> [Data to use]:
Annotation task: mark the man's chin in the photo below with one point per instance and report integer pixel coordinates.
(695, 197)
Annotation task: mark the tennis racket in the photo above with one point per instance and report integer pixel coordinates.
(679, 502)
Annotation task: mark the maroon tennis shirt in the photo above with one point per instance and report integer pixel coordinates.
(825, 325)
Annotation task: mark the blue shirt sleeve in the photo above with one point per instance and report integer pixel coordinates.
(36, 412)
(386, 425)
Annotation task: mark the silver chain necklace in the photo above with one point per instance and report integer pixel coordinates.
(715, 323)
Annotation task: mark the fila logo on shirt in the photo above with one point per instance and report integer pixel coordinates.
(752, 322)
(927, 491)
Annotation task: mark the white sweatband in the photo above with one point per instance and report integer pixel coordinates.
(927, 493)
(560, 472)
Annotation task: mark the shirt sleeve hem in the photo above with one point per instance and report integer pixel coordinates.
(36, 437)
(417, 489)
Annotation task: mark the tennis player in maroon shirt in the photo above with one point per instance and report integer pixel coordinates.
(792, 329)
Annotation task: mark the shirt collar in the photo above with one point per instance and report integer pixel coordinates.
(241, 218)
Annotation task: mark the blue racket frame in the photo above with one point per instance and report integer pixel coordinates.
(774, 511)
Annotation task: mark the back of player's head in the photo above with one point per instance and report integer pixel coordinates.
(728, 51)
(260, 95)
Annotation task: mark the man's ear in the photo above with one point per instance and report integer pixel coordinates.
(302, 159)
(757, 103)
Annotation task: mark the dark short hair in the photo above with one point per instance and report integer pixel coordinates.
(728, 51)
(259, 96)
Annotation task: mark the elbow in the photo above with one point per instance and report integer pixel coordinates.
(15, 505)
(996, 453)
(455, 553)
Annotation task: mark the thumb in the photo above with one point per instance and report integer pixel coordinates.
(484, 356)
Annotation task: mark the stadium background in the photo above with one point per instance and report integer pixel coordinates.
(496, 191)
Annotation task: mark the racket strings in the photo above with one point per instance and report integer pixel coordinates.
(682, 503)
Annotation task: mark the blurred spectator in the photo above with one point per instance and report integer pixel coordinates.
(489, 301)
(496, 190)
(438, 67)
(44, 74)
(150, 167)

> [Task description]:
Using the material above, extract the line that contains "Annotation task: mark the dark" and every line after it, exactly as given; stop at the last line.

> [Written response]:
Annotation task: mark the dark short hair in the photo above with one point per instance and report integer pixel coordinates.
(728, 51)
(259, 96)
Annotation task: mark the elbow in the photo above with one point per instance and report integer pixel coordinates.
(15, 505)
(996, 453)
(455, 553)
Annotation task: mark the thumb in the photo above with one point per instance and report integer pixel coordinates.
(484, 356)
Annotation task: mark the stadium background in the photo above with one point per instance and report integer pixel coordinates.
(496, 191)
Annotation task: mark the racket strings in the photo above with one point per instance and report integer pixel coordinates.
(682, 503)
Annotation task: mark the blurred spectator in the photo above with one point per instance and report integer pixel coordinates.
(489, 301)
(496, 190)
(438, 67)
(44, 74)
(150, 167)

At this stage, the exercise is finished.